Supplied records »

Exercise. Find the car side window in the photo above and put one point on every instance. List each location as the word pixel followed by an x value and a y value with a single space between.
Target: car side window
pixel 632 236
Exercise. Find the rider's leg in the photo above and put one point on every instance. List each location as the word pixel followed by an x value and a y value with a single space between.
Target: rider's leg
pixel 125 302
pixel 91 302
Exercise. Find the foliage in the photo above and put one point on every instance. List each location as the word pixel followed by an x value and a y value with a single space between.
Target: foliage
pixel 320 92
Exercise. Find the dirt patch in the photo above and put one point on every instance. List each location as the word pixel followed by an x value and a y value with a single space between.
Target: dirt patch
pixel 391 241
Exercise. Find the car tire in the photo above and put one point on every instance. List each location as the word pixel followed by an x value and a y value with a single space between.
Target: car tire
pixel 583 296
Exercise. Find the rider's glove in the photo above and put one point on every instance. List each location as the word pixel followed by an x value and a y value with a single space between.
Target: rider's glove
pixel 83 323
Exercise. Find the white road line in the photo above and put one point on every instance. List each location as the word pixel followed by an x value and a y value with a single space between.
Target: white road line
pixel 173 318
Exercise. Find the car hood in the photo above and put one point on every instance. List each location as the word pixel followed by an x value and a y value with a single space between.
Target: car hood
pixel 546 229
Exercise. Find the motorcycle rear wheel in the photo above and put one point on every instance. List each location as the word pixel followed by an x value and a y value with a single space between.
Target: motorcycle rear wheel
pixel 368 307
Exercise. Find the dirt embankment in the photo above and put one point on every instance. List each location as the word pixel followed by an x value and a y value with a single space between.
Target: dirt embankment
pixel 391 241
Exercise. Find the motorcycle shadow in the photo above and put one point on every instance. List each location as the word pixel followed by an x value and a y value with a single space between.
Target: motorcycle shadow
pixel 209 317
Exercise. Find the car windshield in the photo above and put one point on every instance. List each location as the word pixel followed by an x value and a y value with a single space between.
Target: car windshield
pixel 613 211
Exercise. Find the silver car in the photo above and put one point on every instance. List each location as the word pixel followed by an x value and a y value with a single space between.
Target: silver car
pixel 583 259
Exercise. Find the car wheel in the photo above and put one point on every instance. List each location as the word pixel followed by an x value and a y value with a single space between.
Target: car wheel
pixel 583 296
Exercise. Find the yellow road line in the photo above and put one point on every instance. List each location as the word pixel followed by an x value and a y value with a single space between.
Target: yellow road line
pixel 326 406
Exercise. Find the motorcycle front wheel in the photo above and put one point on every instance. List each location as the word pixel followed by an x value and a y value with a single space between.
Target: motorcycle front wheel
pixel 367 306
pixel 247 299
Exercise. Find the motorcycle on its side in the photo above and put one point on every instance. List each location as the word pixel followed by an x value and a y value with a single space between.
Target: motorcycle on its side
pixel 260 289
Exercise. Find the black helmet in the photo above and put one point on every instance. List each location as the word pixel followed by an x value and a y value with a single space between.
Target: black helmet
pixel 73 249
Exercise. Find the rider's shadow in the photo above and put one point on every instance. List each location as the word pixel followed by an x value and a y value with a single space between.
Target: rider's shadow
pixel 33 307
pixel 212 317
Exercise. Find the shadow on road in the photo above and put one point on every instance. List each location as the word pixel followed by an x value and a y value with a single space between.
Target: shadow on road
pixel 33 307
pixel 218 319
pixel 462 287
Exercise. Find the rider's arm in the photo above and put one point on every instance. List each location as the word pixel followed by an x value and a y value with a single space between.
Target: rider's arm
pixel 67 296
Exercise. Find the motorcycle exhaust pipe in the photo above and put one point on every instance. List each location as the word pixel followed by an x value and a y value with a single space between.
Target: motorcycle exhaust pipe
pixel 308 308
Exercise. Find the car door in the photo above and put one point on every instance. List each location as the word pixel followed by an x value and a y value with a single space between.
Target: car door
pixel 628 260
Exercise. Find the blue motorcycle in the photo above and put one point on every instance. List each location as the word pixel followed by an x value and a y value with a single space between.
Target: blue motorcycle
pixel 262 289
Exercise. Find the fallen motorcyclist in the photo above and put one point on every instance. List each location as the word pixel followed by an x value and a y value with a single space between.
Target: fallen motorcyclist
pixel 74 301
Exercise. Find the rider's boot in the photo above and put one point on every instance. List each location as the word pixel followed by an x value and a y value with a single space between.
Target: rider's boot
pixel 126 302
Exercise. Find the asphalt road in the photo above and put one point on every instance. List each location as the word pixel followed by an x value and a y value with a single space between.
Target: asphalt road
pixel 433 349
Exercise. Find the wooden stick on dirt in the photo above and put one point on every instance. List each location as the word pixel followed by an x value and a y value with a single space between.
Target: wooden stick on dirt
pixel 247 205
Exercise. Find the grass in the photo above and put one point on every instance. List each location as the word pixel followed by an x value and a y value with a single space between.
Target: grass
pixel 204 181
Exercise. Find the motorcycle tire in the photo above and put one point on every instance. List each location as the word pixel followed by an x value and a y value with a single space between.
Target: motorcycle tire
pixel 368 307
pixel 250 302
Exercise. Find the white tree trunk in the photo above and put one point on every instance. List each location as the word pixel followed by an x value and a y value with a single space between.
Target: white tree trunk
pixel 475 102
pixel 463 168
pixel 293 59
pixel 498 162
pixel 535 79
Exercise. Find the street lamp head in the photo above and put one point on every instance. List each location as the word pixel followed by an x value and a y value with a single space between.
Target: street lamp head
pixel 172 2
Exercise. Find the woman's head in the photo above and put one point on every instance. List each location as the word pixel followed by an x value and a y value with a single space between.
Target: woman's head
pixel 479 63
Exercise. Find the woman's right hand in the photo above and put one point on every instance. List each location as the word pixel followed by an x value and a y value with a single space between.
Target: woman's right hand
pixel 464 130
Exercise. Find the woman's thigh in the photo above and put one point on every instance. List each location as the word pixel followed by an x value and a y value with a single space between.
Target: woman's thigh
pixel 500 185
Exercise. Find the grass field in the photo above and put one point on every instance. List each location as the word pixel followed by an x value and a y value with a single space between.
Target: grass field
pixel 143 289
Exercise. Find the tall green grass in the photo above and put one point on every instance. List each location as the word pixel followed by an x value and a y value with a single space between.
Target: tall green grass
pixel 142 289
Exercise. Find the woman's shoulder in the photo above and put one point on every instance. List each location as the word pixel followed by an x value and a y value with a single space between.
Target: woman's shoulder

What to produce » Write out again every line from the one containing "Exercise. Find the woman's right" through the end of the records, inclusive, keeping each request as it is. In the answers, add 119 to every x and y coordinate.

Response to this task »
Exercise. Find the woman's right hand in the photo above and put one point on every instance. List each location as the word pixel followed by an x value and a y value with a single space between.
Target: woman's right hand
pixel 583 249
Exercise. Find the woman's thigh in the photo above and put one point on every instance. List each location as the word pixel followed by an x value and a y value with a single space between.
Target: woman's thigh
pixel 619 304
Exercise. Find the grass field in the photo above and put one point on every instance. List each location as the word pixel followed by an x value and a y value with a single space between.
Target: grass field
pixel 262 408
Exercise. Find the tall green grass in the photo above and put one point on every instance. List each location as the word pixel followed by an x value and a y value with a single space between.
Target: tall green grass
pixel 261 408
Exercise. Find the woman's shoulder in the photo above and put one point on every instance. List each location as the word pixel followed by an x value and a y value with a single space between.
Target: woman's shoulder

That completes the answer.